- **INSTRUCTIONS TO FOLLOW**
Print out all of the data below, keeping it identical to the original.

- **STUDY MATERIAL**
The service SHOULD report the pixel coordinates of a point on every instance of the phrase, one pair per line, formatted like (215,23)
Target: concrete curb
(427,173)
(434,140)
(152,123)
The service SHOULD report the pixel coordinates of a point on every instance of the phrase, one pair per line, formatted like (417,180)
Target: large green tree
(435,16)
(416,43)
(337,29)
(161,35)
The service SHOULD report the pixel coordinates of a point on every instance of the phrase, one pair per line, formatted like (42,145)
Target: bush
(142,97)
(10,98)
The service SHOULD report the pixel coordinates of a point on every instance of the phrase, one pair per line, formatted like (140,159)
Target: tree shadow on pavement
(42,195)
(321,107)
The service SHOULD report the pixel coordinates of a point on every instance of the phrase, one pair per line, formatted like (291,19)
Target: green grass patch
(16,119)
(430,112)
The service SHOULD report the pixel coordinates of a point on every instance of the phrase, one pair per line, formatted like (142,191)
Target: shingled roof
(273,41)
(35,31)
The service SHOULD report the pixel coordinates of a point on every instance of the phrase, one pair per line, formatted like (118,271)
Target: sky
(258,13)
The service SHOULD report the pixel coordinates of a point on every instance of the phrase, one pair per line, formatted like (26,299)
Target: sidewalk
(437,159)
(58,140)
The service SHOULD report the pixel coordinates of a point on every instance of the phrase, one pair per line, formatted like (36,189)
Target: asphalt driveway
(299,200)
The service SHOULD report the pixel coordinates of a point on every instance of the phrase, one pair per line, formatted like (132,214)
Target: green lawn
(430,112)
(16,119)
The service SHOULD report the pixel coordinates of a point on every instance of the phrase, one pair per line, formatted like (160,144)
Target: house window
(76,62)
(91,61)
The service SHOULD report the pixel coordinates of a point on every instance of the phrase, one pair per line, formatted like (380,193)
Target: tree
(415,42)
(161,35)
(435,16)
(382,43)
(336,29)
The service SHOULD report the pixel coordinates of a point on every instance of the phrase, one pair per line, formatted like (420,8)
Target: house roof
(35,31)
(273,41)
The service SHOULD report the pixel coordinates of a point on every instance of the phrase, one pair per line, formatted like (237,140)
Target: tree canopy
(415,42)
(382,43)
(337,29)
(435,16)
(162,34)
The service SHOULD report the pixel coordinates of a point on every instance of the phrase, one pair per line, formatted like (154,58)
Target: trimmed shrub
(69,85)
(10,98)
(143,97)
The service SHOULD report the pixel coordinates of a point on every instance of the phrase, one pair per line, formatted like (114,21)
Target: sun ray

- **SOLVED EXERCISE**
The service SHOULD report the pixel coordinates of a point on every instance of the phrase, one pair per line, formatted like (215,23)
Target: concrete curb
(427,173)
(434,140)
(152,123)
The service SHOULD report the pixel coordinates of a point on every instance of the phrase, one pair per line, formatted like (417,180)
Target: large green tree
(435,16)
(416,43)
(337,29)
(161,35)
The service SHOULD report the pixel coordinates of a point on every instance of the phrase, one pair per line, formatted like (42,145)
Target: bush
(142,97)
(10,98)
The service SHOULD report the pixel coordinates of a point on every instance of the phrase, one pair per line, formatted like (140,159)
Target: tree shadow on pavement
(42,195)
(321,107)
The service SHOULD report the pixel coordinates of a point on every instance of the phrase, one pair per line, formatted like (291,19)
Target: green grass patch
(16,119)
(430,112)
The service SHOULD report the pixel coordinates of a point on every instance of the phrase, one pair per line, formatted like (142,191)
Target: shingled roof
(273,41)
(35,31)
The service SHOULD report the pixel coordinates of a point on every instance of the phrase, one pair per line, formatted like (118,271)
Target: sky
(258,13)
The service SHOULD report the pixel coordinates of a point on every instance of the phrase, one pair per line, formatted like (26,299)
Target: sidewalk
(437,159)
(58,140)
The service SHOULD report the pixel coordinates of a point on every instance of the phrase, one pair per line, formatted like (36,189)
Target: asphalt driveway
(299,200)
The service SHOULD report the pixel coordinates of a point on every instance of the phrase, one pair per line, formatted like (132,214)
Target: green lawn
(430,112)
(16,119)
The service SHOULD report the pixel coordinates of a point on every instance of the phrase, one pair per line, formatted like (160,144)
Target: house window
(76,62)
(91,61)
The service SHOULD report the pixel coordinates of a point on every instance of the phrase, one pair per line, formatted like (380,193)
Target: tree
(415,42)
(161,35)
(435,16)
(382,43)
(336,29)
The service SHOULD report the pixel coordinates of a point on every instance of the phrase, one pair per line, formatted like (420,8)
Target: house roof
(35,31)
(273,41)
The service SHOULD report the pixel coordinates of a point on every instance of the phrase, one pair per line, formatted like (237,140)
Target: tree canopy
(415,42)
(382,43)
(337,29)
(435,16)
(162,34)
The service SHOULD report the pixel coordinates of a point on every instance of the phrase, one pair per line, formatted like (154,58)
Target: trimmed shrub
(69,85)
(10,98)
(143,97)
The service SHOULD report the pixel coordinates of a point on every instance of the phrase, one pair per line, formatted like (114,21)
Target: sun ray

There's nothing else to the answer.